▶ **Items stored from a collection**

........

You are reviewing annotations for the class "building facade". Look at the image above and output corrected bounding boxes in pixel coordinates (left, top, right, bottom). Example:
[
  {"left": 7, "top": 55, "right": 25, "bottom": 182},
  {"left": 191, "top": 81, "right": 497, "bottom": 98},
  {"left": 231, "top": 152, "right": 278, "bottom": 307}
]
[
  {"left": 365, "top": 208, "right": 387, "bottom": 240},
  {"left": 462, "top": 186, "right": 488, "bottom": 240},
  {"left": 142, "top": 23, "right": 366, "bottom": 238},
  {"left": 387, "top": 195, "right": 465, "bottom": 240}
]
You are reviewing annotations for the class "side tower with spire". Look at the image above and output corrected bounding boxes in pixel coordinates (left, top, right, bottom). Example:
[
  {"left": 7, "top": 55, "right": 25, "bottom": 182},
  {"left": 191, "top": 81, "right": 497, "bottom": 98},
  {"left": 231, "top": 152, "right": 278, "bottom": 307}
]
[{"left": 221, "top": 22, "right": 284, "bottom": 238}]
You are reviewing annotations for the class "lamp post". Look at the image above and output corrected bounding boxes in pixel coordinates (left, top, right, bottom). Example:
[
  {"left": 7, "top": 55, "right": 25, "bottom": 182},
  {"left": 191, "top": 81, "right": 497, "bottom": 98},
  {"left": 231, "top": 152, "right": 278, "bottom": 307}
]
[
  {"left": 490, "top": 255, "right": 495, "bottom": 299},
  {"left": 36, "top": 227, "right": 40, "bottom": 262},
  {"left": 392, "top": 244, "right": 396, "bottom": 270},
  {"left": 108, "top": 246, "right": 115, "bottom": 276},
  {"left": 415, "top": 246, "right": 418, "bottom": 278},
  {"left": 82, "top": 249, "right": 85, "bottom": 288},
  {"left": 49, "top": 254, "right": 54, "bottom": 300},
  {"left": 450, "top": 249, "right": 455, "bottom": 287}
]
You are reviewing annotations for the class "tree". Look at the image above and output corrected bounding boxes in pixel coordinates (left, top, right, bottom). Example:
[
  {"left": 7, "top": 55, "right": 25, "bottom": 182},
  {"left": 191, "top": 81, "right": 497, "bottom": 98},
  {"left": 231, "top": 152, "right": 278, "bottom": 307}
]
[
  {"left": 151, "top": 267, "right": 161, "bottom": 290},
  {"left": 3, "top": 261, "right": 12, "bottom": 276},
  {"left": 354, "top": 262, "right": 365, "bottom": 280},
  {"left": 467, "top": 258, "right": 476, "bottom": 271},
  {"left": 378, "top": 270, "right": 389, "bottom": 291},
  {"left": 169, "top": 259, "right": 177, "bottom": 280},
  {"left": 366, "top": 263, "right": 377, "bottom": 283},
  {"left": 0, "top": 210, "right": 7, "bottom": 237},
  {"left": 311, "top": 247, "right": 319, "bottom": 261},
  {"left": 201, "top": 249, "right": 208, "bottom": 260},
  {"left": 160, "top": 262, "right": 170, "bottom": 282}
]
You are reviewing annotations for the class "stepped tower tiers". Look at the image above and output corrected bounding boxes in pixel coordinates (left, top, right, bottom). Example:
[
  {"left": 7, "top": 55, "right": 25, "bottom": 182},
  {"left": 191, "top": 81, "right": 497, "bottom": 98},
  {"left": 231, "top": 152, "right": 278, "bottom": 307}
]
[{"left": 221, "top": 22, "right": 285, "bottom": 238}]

........

▶ **PROMPT**
Gather every line in the records above that contains the string "tower", copying each such line in full.

▶ **ANSWER TO THIS TASK**
You are reviewing annotations for the class "side tower with spire". Look at the image above and output corrected bounding boxes in pixel coordinates (left, top, right, bottom). Example:
You are reviewing annotations for the class "stepped tower tiers". Look at the image above and output corrected bounding boxes in pixel coordinates (left, top, right, bottom). Example:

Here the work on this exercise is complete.